__Task statement__.
Filter the records below for the word "metal". Copy each line that holds it.
========
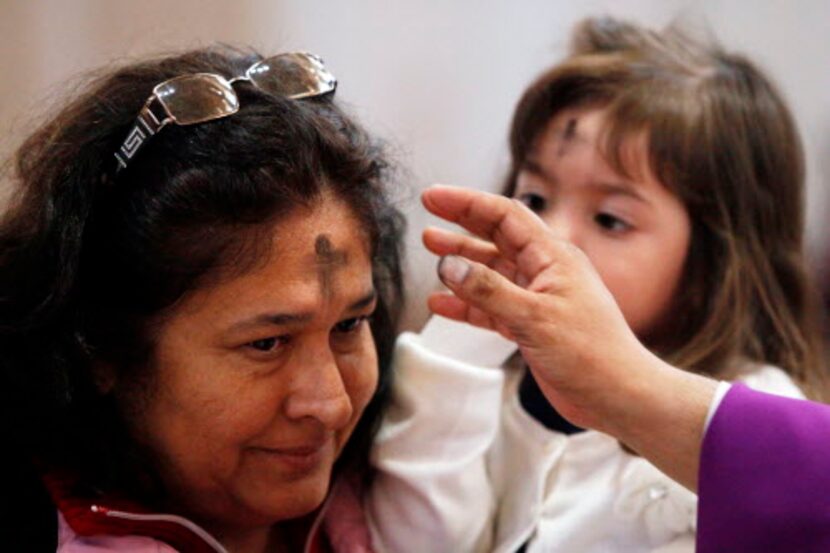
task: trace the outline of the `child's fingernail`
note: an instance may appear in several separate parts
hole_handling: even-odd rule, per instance
[[[458,286],[469,272],[470,264],[457,255],[445,255],[438,263],[438,276],[447,286]]]

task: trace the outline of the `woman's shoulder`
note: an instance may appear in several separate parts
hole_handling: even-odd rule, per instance
[[[176,553],[164,542],[147,536],[81,536],[76,534],[62,514],[58,516],[56,553]]]
[[[780,367],[760,363],[748,364],[737,379],[754,390],[784,397],[804,399],[796,381]]]

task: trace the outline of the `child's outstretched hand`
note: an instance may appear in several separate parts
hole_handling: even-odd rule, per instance
[[[450,186],[422,200],[474,235],[424,231],[450,289],[432,294],[430,309],[514,340],[564,417],[616,436],[694,488],[716,384],[643,346],[585,254],[520,202]]]

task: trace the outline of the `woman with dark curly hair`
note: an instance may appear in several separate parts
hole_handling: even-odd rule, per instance
[[[388,390],[402,219],[335,84],[310,54],[198,50],[94,77],[23,143],[4,549],[337,549],[326,505],[366,484]]]

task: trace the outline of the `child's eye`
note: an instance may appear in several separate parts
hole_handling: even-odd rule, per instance
[[[594,216],[594,221],[605,230],[611,232],[624,232],[631,228],[631,225],[610,213],[597,213]]]
[[[262,352],[273,352],[285,345],[288,342],[286,336],[271,336],[270,338],[262,338],[254,340],[245,344],[246,347]]]
[[[544,196],[540,196],[539,194],[534,194],[532,192],[521,194],[519,196],[519,201],[529,207],[534,213],[543,212],[548,205],[548,201],[544,198]]]
[[[351,319],[346,319],[345,321],[340,321],[336,325],[334,325],[334,331],[339,332],[341,334],[348,334],[349,332],[354,332],[360,328],[360,326],[366,322],[368,316],[362,315],[360,317],[352,317]]]

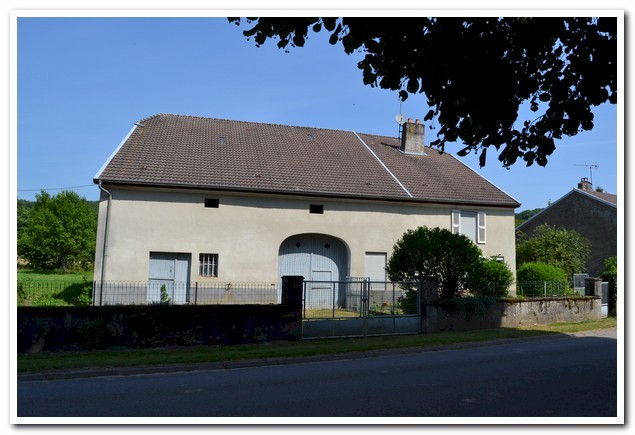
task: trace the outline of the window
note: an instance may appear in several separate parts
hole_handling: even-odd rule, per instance
[[[485,243],[485,213],[465,210],[452,210],[452,233],[463,234],[475,243]]]
[[[218,198],[205,198],[205,207],[206,208],[218,208]]]
[[[313,214],[324,214],[324,206],[318,204],[309,205],[309,213]]]
[[[198,256],[199,276],[218,276],[218,254],[199,254]]]

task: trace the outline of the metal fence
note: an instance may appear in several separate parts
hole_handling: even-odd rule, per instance
[[[272,283],[95,281],[94,305],[270,305],[280,304],[281,290]]]
[[[305,319],[418,314],[417,283],[304,281]]]
[[[518,281],[516,294],[526,297],[566,296],[571,289],[566,281]]]

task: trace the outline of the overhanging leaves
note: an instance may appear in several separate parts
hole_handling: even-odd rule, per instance
[[[240,23],[239,18],[230,18]],[[358,63],[363,82],[397,91],[402,100],[423,93],[424,119],[440,128],[431,146],[461,141],[459,152],[500,151],[505,167],[520,158],[546,165],[555,140],[593,128],[591,108],[617,102],[617,19],[602,18],[248,18],[244,31],[258,46],[278,39],[286,51],[309,31]],[[533,113],[518,119],[521,105]],[[501,150],[502,148],[502,150]]]

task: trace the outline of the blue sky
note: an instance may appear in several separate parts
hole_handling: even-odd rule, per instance
[[[355,130],[396,136],[394,117],[423,118],[425,98],[364,86],[356,63],[313,34],[285,53],[257,48],[225,18],[18,18],[17,197],[76,187],[98,199],[93,176],[132,128],[156,113]],[[431,59],[434,62],[434,59]],[[484,110],[487,103],[483,102]],[[546,167],[505,169],[488,153],[461,158],[522,203],[545,207],[593,169],[618,193],[617,107],[595,110],[595,129],[557,143]],[[427,130],[426,143],[433,140]],[[459,145],[446,148],[455,152]],[[621,187],[620,187],[621,189]],[[59,190],[51,190],[57,193]]]

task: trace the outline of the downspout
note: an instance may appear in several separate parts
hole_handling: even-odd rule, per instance
[[[108,195],[108,204],[106,205],[106,221],[104,223],[104,242],[102,243],[102,251],[101,251],[101,273],[99,278],[99,306],[102,304],[102,295],[104,292],[104,276],[106,272],[106,244],[108,241],[108,221],[110,220],[110,203],[112,200],[112,194],[108,192],[101,185],[101,180],[99,180],[99,190],[105,192]],[[93,299],[93,305],[95,304]]]

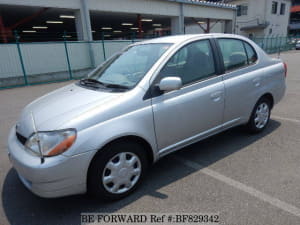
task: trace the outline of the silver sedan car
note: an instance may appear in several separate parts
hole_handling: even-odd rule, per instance
[[[171,152],[238,125],[264,130],[284,96],[286,72],[242,36],[139,42],[27,105],[8,155],[39,196],[119,199]]]

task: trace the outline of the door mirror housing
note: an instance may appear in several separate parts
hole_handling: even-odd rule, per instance
[[[174,91],[182,87],[182,80],[180,77],[165,77],[161,79],[158,85],[161,91]]]

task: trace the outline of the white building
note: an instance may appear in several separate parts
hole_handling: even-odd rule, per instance
[[[245,36],[286,36],[290,0],[231,0],[237,5],[236,32]]]

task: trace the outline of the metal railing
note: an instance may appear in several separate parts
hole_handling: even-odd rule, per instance
[[[295,49],[297,40],[300,37],[291,36],[267,36],[254,37],[252,40],[259,45],[266,53],[273,54],[282,51]]]
[[[19,42],[0,44],[0,89],[80,79],[139,40]]]
[[[295,48],[295,37],[253,38],[267,53]],[[125,46],[139,41],[99,40],[0,44],[0,89],[80,79]]]

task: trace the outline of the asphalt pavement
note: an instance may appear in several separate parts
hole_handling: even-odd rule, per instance
[[[0,224],[80,224],[83,212],[217,213],[220,224],[300,224],[300,51],[281,54],[287,92],[268,128],[234,128],[166,156],[131,196],[110,203],[86,195],[43,199],[19,181],[6,153],[22,108],[70,82],[0,91]]]

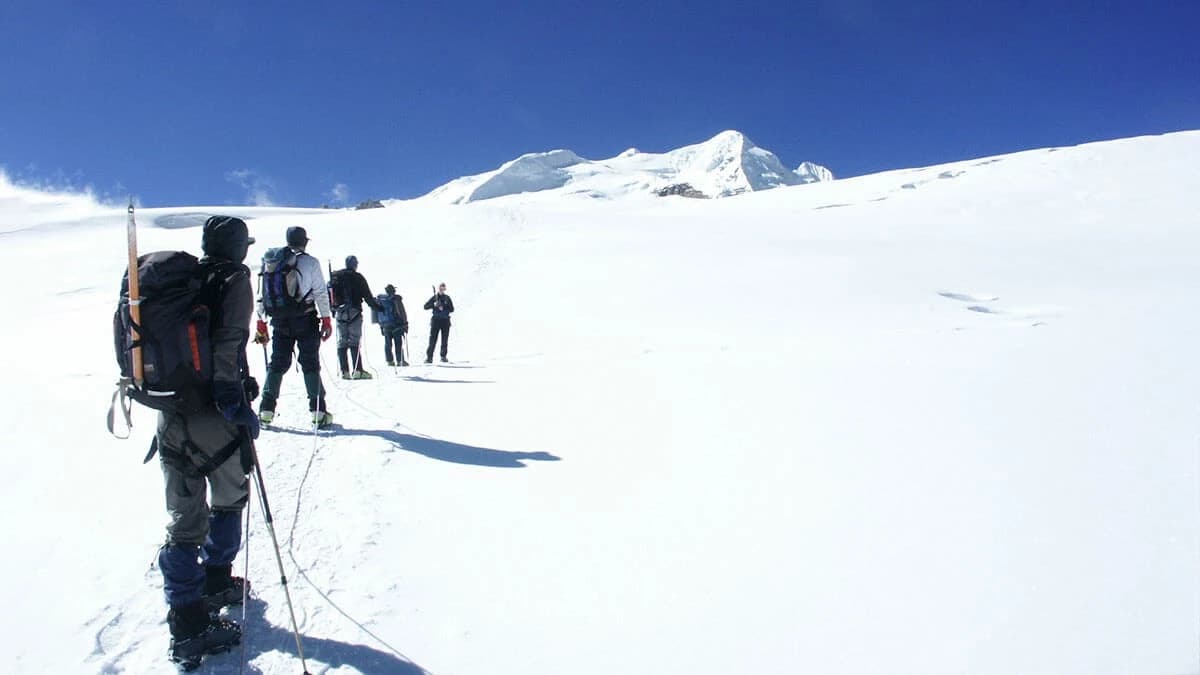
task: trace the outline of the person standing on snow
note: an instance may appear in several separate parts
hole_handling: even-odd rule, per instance
[[[404,360],[404,336],[408,333],[408,312],[404,311],[404,298],[396,295],[396,287],[391,284],[383,290],[384,294],[375,298],[381,307],[375,313],[375,319],[379,323],[379,331],[383,333],[383,355],[389,366],[407,366],[408,361]]]
[[[363,311],[366,302],[376,312],[383,307],[371,294],[367,279],[358,272],[358,258],[346,256],[346,268],[334,272],[329,281],[337,307],[337,355],[343,380],[369,380],[371,374],[363,370],[359,345],[362,342]],[[349,352],[349,361],[347,354]]]
[[[437,346],[438,335],[442,336],[442,363],[446,363],[446,352],[450,348],[450,315],[454,313],[454,301],[446,295],[446,282],[442,282],[425,303],[425,309],[433,310],[429,321],[429,349],[425,350],[425,363],[433,363],[433,348]]]
[[[283,382],[283,374],[292,366],[292,352],[300,349],[300,370],[304,373],[304,387],[308,390],[308,409],[312,413],[313,424],[318,428],[333,424],[333,415],[325,408],[325,387],[321,383],[321,342],[328,340],[333,334],[332,314],[329,311],[329,291],[325,286],[325,275],[321,273],[321,263],[305,252],[308,247],[308,233],[303,227],[287,229],[287,247],[292,256],[290,264],[294,266],[295,288],[288,292],[294,294],[294,304],[270,314],[271,327],[275,329],[274,338],[267,334],[267,323],[263,317],[268,315],[264,307],[263,297],[258,298],[258,330],[254,341],[258,344],[271,342],[271,361],[267,367],[267,381],[263,385],[262,404],[259,406],[259,420],[270,424],[275,419],[275,403],[279,399],[279,388]]]
[[[216,405],[194,414],[160,412],[152,448],[162,465],[171,517],[158,552],[170,607],[168,654],[180,664],[198,664],[205,654],[241,641],[241,627],[216,612],[241,604],[249,588],[232,571],[242,543],[252,456],[244,436],[258,437],[258,418],[250,407],[258,383],[246,365],[254,293],[243,264],[253,243],[239,218],[213,216],[204,224],[200,264],[220,289],[210,327]]]

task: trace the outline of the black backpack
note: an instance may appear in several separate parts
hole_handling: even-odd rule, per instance
[[[334,309],[350,304],[350,270],[338,270],[329,275],[329,306]]]
[[[300,295],[300,270],[296,261],[303,253],[290,247],[267,249],[259,272],[259,297],[267,316],[294,316],[307,311],[305,298]]]
[[[121,368],[118,395],[155,410],[192,414],[211,406],[213,349],[210,329],[234,263],[202,264],[184,251],[138,258],[141,323],[129,311],[129,272],[113,314],[113,346]],[[134,337],[136,335],[136,338]],[[142,386],[133,383],[133,348],[141,347]],[[112,430],[113,411],[109,411]]]

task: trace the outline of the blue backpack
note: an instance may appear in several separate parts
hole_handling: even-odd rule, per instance
[[[299,257],[287,246],[267,249],[263,254],[259,297],[267,316],[294,316],[308,309],[300,295],[300,270],[296,269]]]
[[[375,302],[378,302],[379,306],[383,307],[383,311],[377,312],[372,310],[371,323],[377,323],[383,326],[391,326],[400,321],[400,317],[396,316],[395,297],[396,296],[394,295],[387,295],[386,293],[381,293],[375,296]]]

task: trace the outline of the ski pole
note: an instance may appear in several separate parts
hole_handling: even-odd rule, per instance
[[[358,313],[358,318],[359,318],[359,319],[362,319],[362,312],[361,312],[361,311]],[[346,326],[346,332],[347,332],[347,333],[349,333],[349,332],[350,332],[350,326],[351,326],[351,325],[353,325],[353,324],[354,324],[354,322],[352,321],[352,322],[350,322],[350,324],[349,324],[349,325],[347,325],[347,326]],[[362,327],[362,322],[360,321],[358,325],[359,325],[359,327],[361,328],[361,327]],[[355,371],[355,372],[362,372],[362,370],[363,370],[363,352],[364,352],[366,349],[367,349],[367,336],[366,336],[366,331],[365,331],[365,330],[359,330],[359,331],[358,331],[358,352],[357,352],[357,353],[355,353],[355,355],[354,355],[354,371]]]
[[[271,505],[267,502],[267,485],[263,481],[262,464],[258,461],[258,450],[254,447],[254,439],[250,431],[241,427],[242,442],[250,449],[250,463],[254,468],[254,482],[258,488],[258,505],[263,512],[263,520],[267,523],[267,533],[271,535],[271,546],[275,549],[275,562],[279,563],[279,583],[283,586],[283,597],[287,599],[288,614],[292,618],[292,633],[296,636],[296,653],[300,656],[300,667],[304,675],[308,672],[308,664],[304,661],[304,645],[300,640],[300,626],[296,623],[296,610],[292,606],[292,594],[288,591],[287,572],[283,569],[283,556],[279,552],[279,539],[275,536],[275,519],[271,517]],[[243,605],[245,606],[245,605]]]
[[[246,491],[246,501],[250,501],[250,491]],[[246,504],[246,524],[242,527],[243,548],[242,548],[242,579],[250,578],[250,505]],[[246,627],[246,605],[249,604],[250,586],[242,584],[242,628]],[[242,675],[246,669],[246,642],[245,636],[242,636],[242,661],[238,664],[238,675]]]

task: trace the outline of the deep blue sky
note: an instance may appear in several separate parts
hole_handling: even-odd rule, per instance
========
__Reply__.
task: trace the outline of the metal fence
task: trace the outline of the metal railing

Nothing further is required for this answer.